Trascrivi testualmente il passo dell'estratto sui due casi diplomatici che va da "Dopodiche’ la polizia" fino a "forte e chiaro." compreso.

━━ ESTRATTO ━━

Primo caso. Caracas, Venezuela. L’eurodeputato spagnolo Luis Herrero che voleva svolgere il ruolo di osservatore internazionale per le elezioni presidenziali e’ stato espulso dal paese. Il regime di Chavez ha ritenuto (a torto o a ragione) che Herrero con le sue dichiarazioni stava interferendo con il processo di elezioni che si svolgera’ li’. Immediatamente il governo spagnolo ha convocato l’ambasciatore del Venezuela in Madrid per spiegazioni circa la espulsione dell’eurodeputato. Il governo spagnolo ha voluto dare un segnale chiaro che non si puo’ toccare un proprio deputato (anche se opina sul processo democratico di un altro paese) senza porre in rischio le relazioni tra i due paesi. E questo immediatamente.

Secondo caso. Zurigo, Svizzera. Una brasiliana che si dice attacata da skinheads locali dice di aver perso i propri figli di cui era in attesa per colpa dell’attacco. Immediatamente dichiarazioni del Ministro degli esteri brasiliano e dello stesso presidente di quel paese criticano ferocemente l’accaduto. La stampa brasiliana fa lo stesso e attacca di razzismo il paese svizzero.
Dopodiche’ la polizia svizzera afferma che la donna non era incinta e che al contrario era tutta una invenzione. La stampa svizzera insorge. Si attacca violentemente l’irresponsabilita’ di ministri e dello stesso presidente brasiliano che sembrano aver sposato la tesi della brasiliana senza aver minimamente atteso i risultati delle indagini. La stampa brasiliana e’ tacciata di sensazionalista, che scrive menzogne senza alcuna verifica. Il partito SVP svizzero chiede un processo contro la brasiliana. Questa probabilmente sara’ esplulsa. Le relazioni tra i due paesei (Brasile e Svizzera) sono irrevocabilmente incrinate. Tutto questo avviene immediatamente. Ancora una volta il segnale del paese europeo verso il paese sudamericano e’ immediato forte e chiaro.

━━━
━━ BLOCCO DATI ━━

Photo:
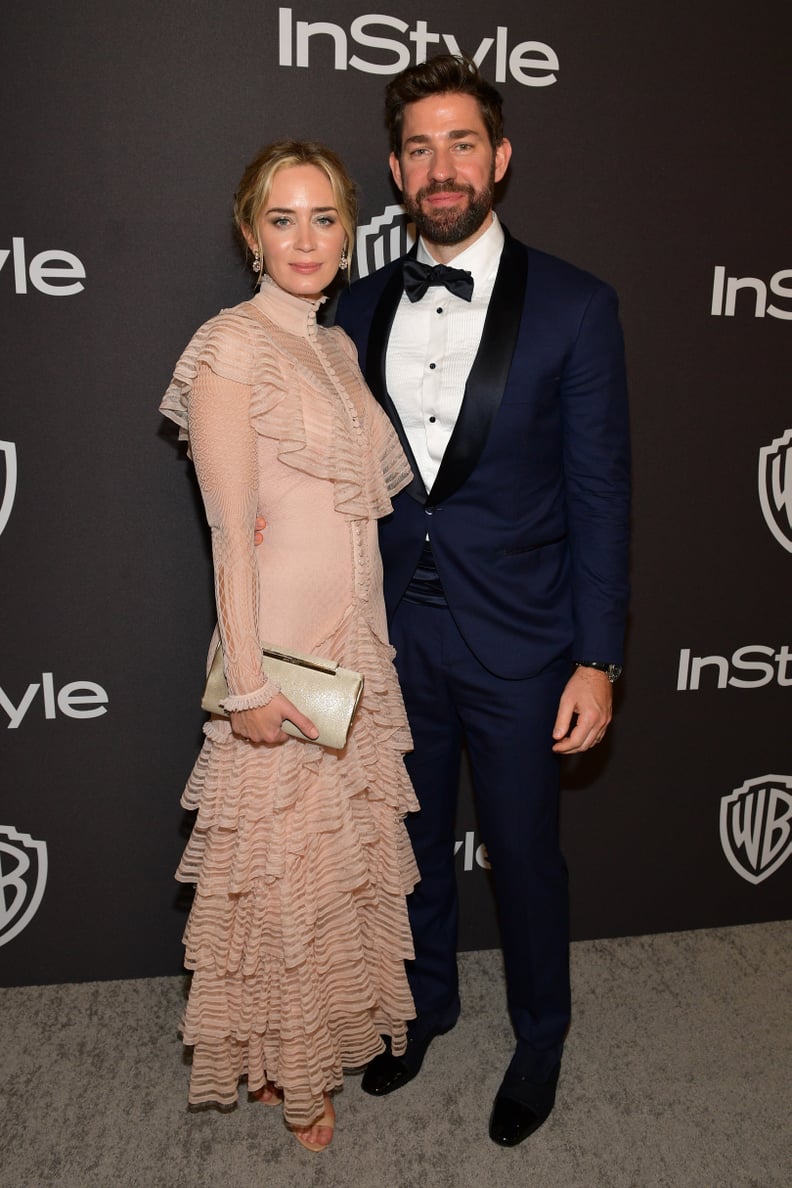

━━━

RISPOSTA:
Dopodiche’ la polizia svizzera afferma che la donna non era incinta e che al contrario era tutta una invenzione. La stampa svizzera insorge. Si attacca violentemente l’irresponsabilita’ di ministri e dello stesso presidente brasiliano che sembrano aver sposato la tesi della brasiliana senza aver minimamente atteso i risultati delle indagini. La stampa brasiliana e’ tacciata di sensazionalista, che scrive menzogne senza alcuna verifica. Il partito SVP svizzero chiede un processo contro la brasiliana. Questa probabilmente sara’ esplulsa. Le relazioni tra i due paesei (Brasile e Svizzera) sono irrevocabilmente incrinate. Tutto questo avviene immediatamente. Ancora una volta il segnale del paese europeo verso il paese sudamericano e’ immediato forte e chiaro.